### Passage
Newbies - do you want to build a sustainable career in self-pub? twenty-thousand words minimum - but aim for fifty-thousand words and you'll have a chance.  Readers are rebelling against the flood of shorts and looking for longer works - just as I said they would.


----------



## SB James (May 21, 2014)

Well, I happen to naturally write novel length books at 65K words or more, so I suppose that's good news. I will see how well I do in 2015.


----------



## 鬼 (Sep 30, 2012)

It also mentions books priced 2.99 or higher are performing better.


----------



## DGS (Sep 25, 2013)

EC said:


> There's a Zon announcement floating about that the authors who have seen the greatest increase in income have titles over 150 pages in length. I told you to go long, and ya'll moaned the face off me.
> 
> Newbies - do you want to build a sustainable career in self-pub? twenty-thousand words minimum - but aim for fifty-thousand words and you'll have a chance. Readers are rebelling against the flood of shorts and looking for longer works - just as I said they would.


I probably shouldn't say that... but umm... series... romance...whatever you want.

10% of 50 pages can be done by putting a few things in front. Unless someone can correct me that amazon counts strictly words not cover/copyright page/etc up front.


----------



## Dolphin (Aug 22, 2013)

That's not true.



KDP Select December Fund Updates said:


> Total earnings on titles priced $2.99 or greater are growing faster than the overall average. The same is true for titles 150+ pages in length.


First of all, there's overlap there. Suppose you're publishing titles at $2.99 or higher, but under 150+ pages? You're still in the same winner's circle. And nobody's been saying $0.99 shorts are the wave of the future.

Second, it's couched as "total earnings on _titles_," not total earnings per author, or account. Suppose you publish one 400 page book and I publish four 100 page books in the same period of time. Three months pass, and your book goes from earning $100/month to earning $500/month. Each of my books go from earning $50/month to earning $200/month. My earnings _per title_ have only increased by $150/month compared to your $400/month. My earnings _overall_ have increased by $600 per month compared to your $400/month.

It is a vague phrasing, though. You could take it to mean "total earnings across every single title," rather than "total earnings per title." Either way, you can't explain away the $2.99 thing.

Don't get me wrong, I totally accept that a given longer work is probably going to sell better than a given shorter work. It just doesn't necessarily follow that writing longer works is more efficient.


----------



## ruecole (Jun 13, 2012)

EC said:


> Readers are rebelling against the flood of shorts and looking for longer works - just as I said they would.


If that were true, my borrow rate on my short stories would be going down instead of maintaining or even increasing every month!

I don't think anyone ever argued that short stories sold better than novels. But I disagree that readers detest short stories the way you seem to maintain they do!

Rue


----------



## EC (Aug 20, 2013)

My concern is for newbies - I could see that some were being pulled into the shorts tsunami. Within a few months we'll be seeing dozens of "I've pububbed 30 titles and earned nothing," threads. 

As someone else pointed out on another thread - it looks like there were around 39,000 titles pubbed on Zon last month alone, I bet the vast majority were shorts, and visibility is diminishing fast. You need to go longer to build the foundation of a career. 

I also agree with the $2.99 issue - I will be effectively abandoning the .99 price point as of Feb 1. I'm leaving far too much money on the table.
######
Directions for this task — Carry on the forum thread about book length and pricing in self-publishing from the point where it stops.
### Provided information
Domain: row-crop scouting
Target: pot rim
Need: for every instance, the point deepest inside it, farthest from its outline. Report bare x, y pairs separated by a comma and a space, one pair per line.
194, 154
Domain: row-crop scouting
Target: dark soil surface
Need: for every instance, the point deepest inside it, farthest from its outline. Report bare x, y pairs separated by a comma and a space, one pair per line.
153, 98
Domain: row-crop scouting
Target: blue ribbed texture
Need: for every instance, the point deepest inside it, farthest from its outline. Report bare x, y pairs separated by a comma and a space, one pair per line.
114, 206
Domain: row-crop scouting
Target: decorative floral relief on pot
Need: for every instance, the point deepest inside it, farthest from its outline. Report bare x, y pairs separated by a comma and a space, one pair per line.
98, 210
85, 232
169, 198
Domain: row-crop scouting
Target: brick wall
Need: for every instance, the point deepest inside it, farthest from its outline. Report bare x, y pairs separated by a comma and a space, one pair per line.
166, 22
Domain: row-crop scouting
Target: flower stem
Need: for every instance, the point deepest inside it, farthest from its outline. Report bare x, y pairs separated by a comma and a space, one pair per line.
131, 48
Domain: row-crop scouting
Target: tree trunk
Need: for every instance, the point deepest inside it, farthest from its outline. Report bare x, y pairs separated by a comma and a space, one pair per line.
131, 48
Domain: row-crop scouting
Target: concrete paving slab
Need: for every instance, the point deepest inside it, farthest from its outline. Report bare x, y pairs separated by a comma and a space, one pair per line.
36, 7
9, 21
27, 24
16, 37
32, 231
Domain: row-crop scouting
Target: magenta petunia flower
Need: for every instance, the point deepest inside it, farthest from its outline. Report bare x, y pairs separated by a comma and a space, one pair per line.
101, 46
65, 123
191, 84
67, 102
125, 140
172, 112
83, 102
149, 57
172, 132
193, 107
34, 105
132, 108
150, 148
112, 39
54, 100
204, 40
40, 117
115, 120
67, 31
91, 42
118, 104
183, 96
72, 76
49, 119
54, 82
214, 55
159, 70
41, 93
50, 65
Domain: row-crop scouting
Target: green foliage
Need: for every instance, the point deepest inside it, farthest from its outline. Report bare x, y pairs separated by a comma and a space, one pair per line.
######
Answer to the task —
----------



## EC (Aug 20, 2013)

ruecole said:


> If that were true, my borrow rate on my short stories would be going down instead of maintaining or even increasing every month!
> 
> I don't think anyone ever argued that short stories sold better than novels. But I disagree that readers detest short stories the way you seem to maintain they do!
> 
> Rue


There's always an exception - but reading this board in the second half of last year you would believe that short was the only way to go.


----------



## ruecole (Jun 13, 2012)

EC said:


> There's always an exception - but reading this board in the second half of last year you would believe that short was the only way to go.


Were we reading the same board?  I swear there was a lot of hate for short stories being bandied about the second half of last year!

Rue


----------



## ruecole (Jun 13, 2012)

Oh, and that 39,000 was a number I guesstimated of books REMOVED from Select/KU last month. Nobody but Amazon knows how many were actually published.

Rue


----------



## cinisajoy (Mar 10, 2013)

Good shorts beat bad longs.
Good longs beat bad shorts.
I would bet the definition of long depends on genre.
In short, good beats bad.


----------



## stuff1 (Jan 1, 2015)

EC said:


> There's a Zon announcement floating about that the authors who have seen the greatest increase in income have titles over 150 pages in length. I told you to go long, and ya'll moaned the face off me.
> 
> Newbies - do you want to build a sustainable career in self-pub? twenty-thousand words minimum - but aim for fifty-thousand words and you'll have a chance. Readers are rebelling against the flood of shorts and looking for longer works - just as I said they would.


All of my sub 25k fiction sell atleast 5 per day. All of my 5k shorts sell about 15+ per day.

My single, blood-sweat-tears 55k word novella sells about 3 per month.

Yeahhhhhno.


----------



## EC (Aug 20, 2013)

ruecole said:


> Oh, and that 39,000 was a number I guesstimated of books REMOVED from Select/KU last month. Nobody but Amazon knows how many were actually published.
> 
> Rue


Okay, I must have misread that thread, fair enough. Did I read somewhere that around 870,000 titles are now enrolled in KU, from a base start of around 600,00? That would still play out at about 40,000 titles nett per month being added. Angels, pin heads -

By the way, Rue - I do write occasional shorts as that's all the story deserves, so I don't know where you get the idea from that I detest shorts. I also write long - 70,000 for my next novel, and 100,000 for the rest this year.

Incidentally, I'm a bit amazed that you didn't pick up on the rush to flood KU with shorts in the second half of last year,


----------



## EC (Aug 20, 2013)

stuff1 said:


> All of my sub 25k fiction sell atleast 5 per day. All of my 5k shorts sell about 15+ per day.
> 
> My single, blood-sweat-tears 55k word novella sells about 3 per month.
> 
> Yeahhhhhno.


Write another one.

Yeehaa.


----------



## KelliWolfe (Oct 14, 2014)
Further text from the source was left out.